Exercise text
━━━━━━━━━━━━━━━━━━━━
Autism Rocks puts on a spectacular Diwali show

I’d never been to a proper Diwali bash before, so it was with great anticipation that I headed off with Mrs Kane to the glittering environs of the Palazzo Versace hotel in Dubai last Friday for an early celebration of the Hindu festival of light.

The event was being hosted by the Indian businessman Sanjay Shah and his wife, Usha. But it was no ordinary Diwali event, as I soon learnt. This one was being held in honour of the Autism Rocks organisation, which Mr Shah set up to raise awareness of the disorder that affects millions of children and teenagers around the world, leading to communication and learning difficulties.

Autism is a devastating illness for the sufferers, of course, but also for the parents, who discover at about the age of two that their precious child has a life-changing condition that will require specialist care and treatment for many years, with no proven cure.

The Shahs went through this trauma when their son Nikhil showed symptoms at an early age.

Their reaction was to provide for him the best support and care, and to try to help others who might find themselves in the same position but who might not be so well equipped to deal with it. The result was the Autism Rocks Support Centre in Dubai Healthcare City, a much-needed facility as autism is not recognised for insurance-funded care in the UAE.

Their other reaction was to launch Autism Rocks, an international celebration of music, to raise awareness of the problem. Autism Rocks plays in the Shahs’ native London and in their adopted Dubai, and has staged some of the biggest names in rock and pop.

Next year in Dubai, Autism Rocks will pull off perhaps its biggest coup, with the reunited Guns N’ Roses rock band playing at its arena on Al Ain road.

I doubt, though, that even frontman singer Axl Rose and guitarist Slash will beat the show put on at the Versace.

It was a spectacular multicoloured celebration of Indian culture, with an exuberant dance show by the Maayavi Dance Drama Concept, followed by live performances from singers Himesh Reshammiya and Kanika Kapoor.

When the whole ensemble got on stage for the rousing finale, the atmosphere was so infectious I was almost tempted to join the boisterous crowd of diners who jumped up to celebrate with them. Mrs Kane advised against it, remarking that an elderly gent in a dinner jacket would look just slightly out of place in such a gathering.

And indeed we did look strange, the westerners in the audience who followed the dinner dress formalities. A mixture of diplomats, former military types and businessmen tottering around the Versace ballroom looking very uncomfortable in black tie and cuffs, while the Indian men looked super-cool in formal Nehru-type jackets. It was less noticeable with the women, who always dress colourfully, of course, but even the most glamorous European lady found it hard to match the eye-dazzling colours and jewellery of the Indian women.

In the middle of it all, before the night got too late, young Nikhil also seemed to be enjoying himself in the kaleidoscope of colours. The lad, now seven years old, earlier took the stage to show off his arithmetical skills, to the obvious delight of his parents.

He was self-confident and assured, proof that with the right care and support, and the loving attention of your parents and siblings, you can overcome anything.
━━━━━━━━━━━━━━━━━━━━
Record excerpts
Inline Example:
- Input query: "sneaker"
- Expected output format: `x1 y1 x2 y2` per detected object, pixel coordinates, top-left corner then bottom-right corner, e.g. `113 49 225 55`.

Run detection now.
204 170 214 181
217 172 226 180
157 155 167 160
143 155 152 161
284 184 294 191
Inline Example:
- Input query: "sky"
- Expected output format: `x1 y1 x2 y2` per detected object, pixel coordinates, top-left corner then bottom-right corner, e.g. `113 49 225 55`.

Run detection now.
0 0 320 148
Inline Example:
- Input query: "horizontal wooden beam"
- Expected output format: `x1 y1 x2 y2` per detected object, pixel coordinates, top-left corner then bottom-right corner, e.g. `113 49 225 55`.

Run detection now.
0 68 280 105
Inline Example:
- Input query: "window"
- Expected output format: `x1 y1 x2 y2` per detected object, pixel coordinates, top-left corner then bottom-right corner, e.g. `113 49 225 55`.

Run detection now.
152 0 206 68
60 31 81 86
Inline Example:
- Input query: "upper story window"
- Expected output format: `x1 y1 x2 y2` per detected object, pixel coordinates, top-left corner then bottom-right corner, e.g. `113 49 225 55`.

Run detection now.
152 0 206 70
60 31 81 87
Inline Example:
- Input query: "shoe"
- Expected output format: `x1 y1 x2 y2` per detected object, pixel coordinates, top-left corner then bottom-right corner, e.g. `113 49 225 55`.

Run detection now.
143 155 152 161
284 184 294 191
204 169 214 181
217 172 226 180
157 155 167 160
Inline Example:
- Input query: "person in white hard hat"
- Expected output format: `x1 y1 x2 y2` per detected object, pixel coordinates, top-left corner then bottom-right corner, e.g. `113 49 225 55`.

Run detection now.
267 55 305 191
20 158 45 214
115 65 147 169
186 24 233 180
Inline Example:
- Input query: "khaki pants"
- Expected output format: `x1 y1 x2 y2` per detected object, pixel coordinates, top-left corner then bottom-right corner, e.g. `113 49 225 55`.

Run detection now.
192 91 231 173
━━━━━━━━━━━━━━━━━━━━
Task A
Reproduce the passage of the Diwali article from "He was self-confident" up to and including "can overcome anything.", keeping every word and punctuation mark unchanged.
Task B
Render this sentence from the Diwali article in Spanish: "The Shahs went through this trauma when their son Nikhil showed symptoms at an early age."

Worked solution A
He was self-confident and assured, proof that with the right care and support, and the loving attention of your parents and siblings, you can overcome anything.

Worked solution B
Los Shah pasaron por este trauma cuando su hijo Nikhil mostró síntomas a una edad temprana.